» REQUIRED TASK:
Starting at the line with "For the benchmark, provide one point per instance of the knuckle", transcribe each line through the final one, both included, and add nothing.

» SUPPLIED RECORDS:
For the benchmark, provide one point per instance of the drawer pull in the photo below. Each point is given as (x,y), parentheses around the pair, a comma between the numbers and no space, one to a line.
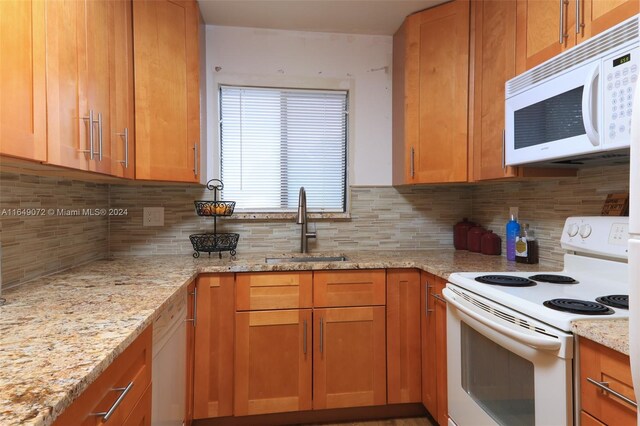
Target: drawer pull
(605,387)
(107,414)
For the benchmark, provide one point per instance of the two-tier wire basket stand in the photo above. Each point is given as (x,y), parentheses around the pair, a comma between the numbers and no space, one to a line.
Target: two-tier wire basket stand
(214,242)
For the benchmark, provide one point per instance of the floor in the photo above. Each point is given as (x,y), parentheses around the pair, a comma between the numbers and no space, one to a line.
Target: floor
(415,421)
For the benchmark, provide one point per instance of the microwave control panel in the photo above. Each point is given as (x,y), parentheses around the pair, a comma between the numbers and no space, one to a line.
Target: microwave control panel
(620,78)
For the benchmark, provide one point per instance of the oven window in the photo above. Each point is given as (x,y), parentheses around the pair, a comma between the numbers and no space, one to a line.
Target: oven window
(499,381)
(553,119)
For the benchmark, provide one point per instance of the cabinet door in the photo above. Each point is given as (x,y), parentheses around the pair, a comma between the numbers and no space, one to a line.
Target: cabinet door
(167,99)
(403,336)
(23,111)
(539,30)
(68,128)
(495,63)
(100,59)
(600,15)
(440,307)
(273,361)
(606,365)
(191,352)
(349,357)
(122,133)
(213,370)
(428,339)
(439,43)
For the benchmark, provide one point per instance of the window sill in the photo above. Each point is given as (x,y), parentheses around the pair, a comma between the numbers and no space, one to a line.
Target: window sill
(288,216)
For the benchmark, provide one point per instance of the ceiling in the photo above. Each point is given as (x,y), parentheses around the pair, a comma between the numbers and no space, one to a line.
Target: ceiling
(378,17)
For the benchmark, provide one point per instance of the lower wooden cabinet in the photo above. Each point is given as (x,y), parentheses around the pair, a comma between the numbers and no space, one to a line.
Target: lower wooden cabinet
(215,317)
(403,336)
(434,347)
(349,357)
(273,361)
(127,380)
(612,370)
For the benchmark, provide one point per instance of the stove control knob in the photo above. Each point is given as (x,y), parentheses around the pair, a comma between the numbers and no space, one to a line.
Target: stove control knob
(572,230)
(585,230)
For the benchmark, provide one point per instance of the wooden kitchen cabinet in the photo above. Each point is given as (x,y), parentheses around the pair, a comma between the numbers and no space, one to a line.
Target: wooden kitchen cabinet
(214,344)
(130,370)
(434,347)
(403,336)
(349,357)
(430,91)
(23,116)
(273,361)
(349,288)
(495,63)
(540,25)
(167,91)
(605,365)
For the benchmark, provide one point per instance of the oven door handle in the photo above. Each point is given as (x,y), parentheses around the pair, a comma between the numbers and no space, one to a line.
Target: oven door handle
(538,342)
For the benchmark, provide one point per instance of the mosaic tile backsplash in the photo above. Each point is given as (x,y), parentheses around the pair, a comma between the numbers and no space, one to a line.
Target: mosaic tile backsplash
(383,218)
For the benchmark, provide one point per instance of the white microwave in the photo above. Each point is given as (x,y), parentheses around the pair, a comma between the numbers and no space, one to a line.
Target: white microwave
(576,108)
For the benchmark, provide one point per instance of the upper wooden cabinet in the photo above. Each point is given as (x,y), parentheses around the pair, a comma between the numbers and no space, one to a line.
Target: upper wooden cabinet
(547,27)
(88,47)
(167,97)
(22,79)
(430,91)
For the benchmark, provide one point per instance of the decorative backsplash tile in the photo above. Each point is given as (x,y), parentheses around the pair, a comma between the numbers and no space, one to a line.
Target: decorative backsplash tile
(48,224)
(381,218)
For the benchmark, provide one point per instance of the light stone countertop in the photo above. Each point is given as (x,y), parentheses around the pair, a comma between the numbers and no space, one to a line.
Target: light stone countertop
(612,333)
(59,333)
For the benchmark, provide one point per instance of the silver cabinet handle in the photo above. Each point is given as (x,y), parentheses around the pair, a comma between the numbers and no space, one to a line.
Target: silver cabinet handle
(195,306)
(99,136)
(107,414)
(321,335)
(579,25)
(504,139)
(195,159)
(89,119)
(411,166)
(605,387)
(125,136)
(438,297)
(304,338)
(563,3)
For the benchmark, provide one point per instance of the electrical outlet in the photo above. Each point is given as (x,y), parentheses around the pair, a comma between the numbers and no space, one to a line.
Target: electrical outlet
(153,216)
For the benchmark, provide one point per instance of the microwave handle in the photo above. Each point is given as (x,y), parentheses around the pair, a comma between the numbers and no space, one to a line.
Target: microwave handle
(590,90)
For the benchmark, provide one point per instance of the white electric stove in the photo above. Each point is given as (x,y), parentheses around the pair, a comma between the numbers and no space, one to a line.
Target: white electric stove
(509,342)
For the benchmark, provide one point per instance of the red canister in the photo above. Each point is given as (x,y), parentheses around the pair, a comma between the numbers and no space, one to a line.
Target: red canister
(490,243)
(473,238)
(460,231)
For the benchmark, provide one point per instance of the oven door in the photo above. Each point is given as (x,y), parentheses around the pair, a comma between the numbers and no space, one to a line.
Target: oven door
(504,368)
(555,119)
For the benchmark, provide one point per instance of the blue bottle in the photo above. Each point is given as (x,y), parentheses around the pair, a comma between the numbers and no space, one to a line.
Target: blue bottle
(513,231)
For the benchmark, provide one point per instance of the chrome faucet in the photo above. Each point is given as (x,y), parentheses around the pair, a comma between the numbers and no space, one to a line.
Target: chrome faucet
(302,220)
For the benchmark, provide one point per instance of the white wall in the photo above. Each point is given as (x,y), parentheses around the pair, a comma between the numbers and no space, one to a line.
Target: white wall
(359,63)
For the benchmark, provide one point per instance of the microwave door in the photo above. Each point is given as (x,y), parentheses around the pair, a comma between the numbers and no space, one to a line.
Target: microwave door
(555,119)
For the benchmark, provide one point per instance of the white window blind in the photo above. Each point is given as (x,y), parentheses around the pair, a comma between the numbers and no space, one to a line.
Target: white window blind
(273,141)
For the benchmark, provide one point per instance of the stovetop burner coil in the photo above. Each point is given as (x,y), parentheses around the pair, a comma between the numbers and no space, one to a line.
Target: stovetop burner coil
(620,301)
(575,306)
(553,279)
(505,280)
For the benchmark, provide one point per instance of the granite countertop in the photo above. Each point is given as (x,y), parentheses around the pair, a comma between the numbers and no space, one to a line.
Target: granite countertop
(59,333)
(612,333)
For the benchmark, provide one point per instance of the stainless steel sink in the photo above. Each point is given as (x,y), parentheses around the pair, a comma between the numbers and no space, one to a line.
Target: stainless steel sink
(272,260)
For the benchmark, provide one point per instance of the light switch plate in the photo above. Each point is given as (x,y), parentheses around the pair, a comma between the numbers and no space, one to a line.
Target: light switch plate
(153,216)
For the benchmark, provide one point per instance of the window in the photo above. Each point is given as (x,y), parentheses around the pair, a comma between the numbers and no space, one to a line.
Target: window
(273,141)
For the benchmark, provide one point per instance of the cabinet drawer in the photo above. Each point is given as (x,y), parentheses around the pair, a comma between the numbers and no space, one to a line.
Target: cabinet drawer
(132,370)
(606,365)
(349,288)
(273,290)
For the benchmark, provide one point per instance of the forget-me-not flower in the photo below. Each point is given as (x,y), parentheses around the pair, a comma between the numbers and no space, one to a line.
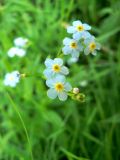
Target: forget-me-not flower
(78,29)
(16,51)
(91,46)
(11,79)
(58,87)
(54,67)
(20,42)
(72,47)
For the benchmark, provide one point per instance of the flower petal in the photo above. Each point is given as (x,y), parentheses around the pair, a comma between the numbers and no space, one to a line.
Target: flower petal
(86,26)
(66,50)
(60,78)
(58,61)
(62,96)
(66,41)
(98,46)
(76,23)
(50,83)
(86,51)
(47,73)
(77,36)
(94,53)
(48,62)
(51,93)
(64,70)
(68,87)
(70,29)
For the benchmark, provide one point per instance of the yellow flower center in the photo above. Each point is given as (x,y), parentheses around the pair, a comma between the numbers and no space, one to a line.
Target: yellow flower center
(56,68)
(92,46)
(59,87)
(73,45)
(11,78)
(80,28)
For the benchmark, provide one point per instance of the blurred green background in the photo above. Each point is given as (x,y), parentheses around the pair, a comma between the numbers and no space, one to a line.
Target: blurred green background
(60,130)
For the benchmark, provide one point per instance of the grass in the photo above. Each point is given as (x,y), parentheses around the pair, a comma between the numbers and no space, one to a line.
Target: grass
(57,130)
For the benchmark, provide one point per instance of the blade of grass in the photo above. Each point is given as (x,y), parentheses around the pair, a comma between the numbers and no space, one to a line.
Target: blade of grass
(22,122)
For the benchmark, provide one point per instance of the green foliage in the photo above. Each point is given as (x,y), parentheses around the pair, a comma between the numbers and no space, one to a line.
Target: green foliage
(50,129)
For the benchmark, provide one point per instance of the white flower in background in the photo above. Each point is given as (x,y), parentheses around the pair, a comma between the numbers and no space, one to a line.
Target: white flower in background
(72,47)
(84,83)
(16,51)
(55,67)
(84,35)
(11,79)
(78,29)
(72,60)
(76,90)
(58,87)
(91,46)
(20,42)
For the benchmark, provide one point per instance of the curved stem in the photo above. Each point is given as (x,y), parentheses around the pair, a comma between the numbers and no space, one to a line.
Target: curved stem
(22,122)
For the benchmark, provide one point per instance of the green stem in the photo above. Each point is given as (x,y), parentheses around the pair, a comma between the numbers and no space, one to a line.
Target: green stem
(22,122)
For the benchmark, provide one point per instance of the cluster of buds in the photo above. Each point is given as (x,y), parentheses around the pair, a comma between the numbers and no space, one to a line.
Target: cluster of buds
(55,73)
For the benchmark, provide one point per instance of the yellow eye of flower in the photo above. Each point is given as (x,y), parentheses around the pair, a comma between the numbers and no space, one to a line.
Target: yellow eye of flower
(80,28)
(56,68)
(11,78)
(73,45)
(92,46)
(59,87)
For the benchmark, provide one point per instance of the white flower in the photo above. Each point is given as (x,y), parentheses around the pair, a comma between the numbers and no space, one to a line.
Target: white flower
(78,29)
(72,47)
(16,51)
(91,46)
(76,90)
(55,67)
(84,83)
(58,87)
(20,42)
(83,36)
(72,60)
(11,79)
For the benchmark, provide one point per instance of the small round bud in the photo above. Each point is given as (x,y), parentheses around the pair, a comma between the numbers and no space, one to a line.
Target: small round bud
(23,75)
(76,90)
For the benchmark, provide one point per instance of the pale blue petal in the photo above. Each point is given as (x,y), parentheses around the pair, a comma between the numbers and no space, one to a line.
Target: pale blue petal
(94,53)
(47,73)
(68,87)
(62,96)
(86,35)
(51,93)
(77,36)
(58,61)
(66,50)
(86,26)
(70,29)
(76,23)
(66,41)
(75,54)
(64,70)
(60,78)
(48,62)
(50,83)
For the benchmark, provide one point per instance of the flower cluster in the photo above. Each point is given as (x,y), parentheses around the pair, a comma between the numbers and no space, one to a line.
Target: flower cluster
(11,79)
(81,41)
(55,73)
(19,47)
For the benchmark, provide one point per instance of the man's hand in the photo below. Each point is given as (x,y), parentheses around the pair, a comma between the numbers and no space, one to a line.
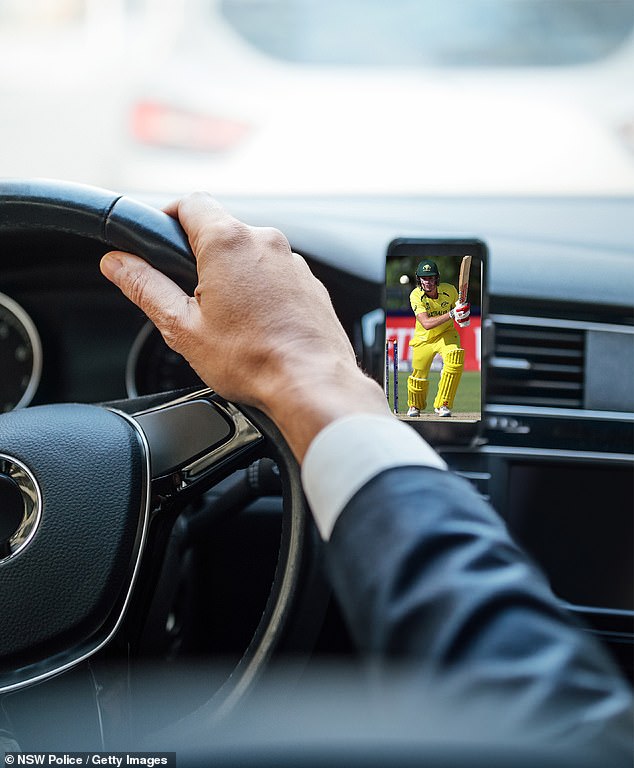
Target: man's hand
(260,328)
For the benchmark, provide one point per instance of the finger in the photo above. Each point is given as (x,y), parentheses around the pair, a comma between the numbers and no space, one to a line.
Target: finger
(199,213)
(164,302)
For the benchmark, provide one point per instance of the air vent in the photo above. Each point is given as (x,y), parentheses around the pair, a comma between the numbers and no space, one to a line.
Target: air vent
(536,362)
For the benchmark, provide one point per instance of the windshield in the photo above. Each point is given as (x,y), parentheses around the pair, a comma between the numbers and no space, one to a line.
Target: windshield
(285,97)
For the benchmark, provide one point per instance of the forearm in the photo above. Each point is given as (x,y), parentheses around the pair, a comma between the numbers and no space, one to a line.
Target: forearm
(303,400)
(426,573)
(433,322)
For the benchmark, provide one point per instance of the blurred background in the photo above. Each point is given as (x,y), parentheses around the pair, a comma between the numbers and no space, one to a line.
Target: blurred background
(288,97)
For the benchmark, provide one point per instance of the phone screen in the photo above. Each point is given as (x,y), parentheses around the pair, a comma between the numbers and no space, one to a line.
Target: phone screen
(435,312)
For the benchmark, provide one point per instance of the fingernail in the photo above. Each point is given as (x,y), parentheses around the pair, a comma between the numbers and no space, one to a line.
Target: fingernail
(110,265)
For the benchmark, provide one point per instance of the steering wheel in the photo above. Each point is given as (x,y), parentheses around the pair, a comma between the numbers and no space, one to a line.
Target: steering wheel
(85,489)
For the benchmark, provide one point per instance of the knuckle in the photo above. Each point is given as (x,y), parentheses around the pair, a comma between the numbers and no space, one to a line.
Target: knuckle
(173,327)
(228,235)
(273,238)
(137,280)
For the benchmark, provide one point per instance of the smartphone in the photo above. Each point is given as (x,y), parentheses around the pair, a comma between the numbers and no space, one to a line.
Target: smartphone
(435,304)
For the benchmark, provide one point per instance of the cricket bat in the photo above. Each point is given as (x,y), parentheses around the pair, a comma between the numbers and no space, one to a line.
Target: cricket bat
(463,280)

» RESPONSE TO THE TASK:
For the benchmark, provide one point per instance of the knuckle in the photo above. Each point is given as (x,y), parentheses around the pair, a comma between the numbers and no space, one to a line.
Target: knuckle
(173,327)
(228,235)
(273,238)
(137,280)
For the benchmark, provide one point per instance of the smartphone in the photo above. Each point is given as (x,y), parentheses around the pair, a comma between the numbers and no space, one to a line.
Target: smartphone
(435,304)
For the benchmark, provide one point per instance of the cricket bat in the photo above. Each point is given as (x,y), parentheses around the pair, a comma between the numbers and no space, one to a line.
Target: cricket bat
(463,280)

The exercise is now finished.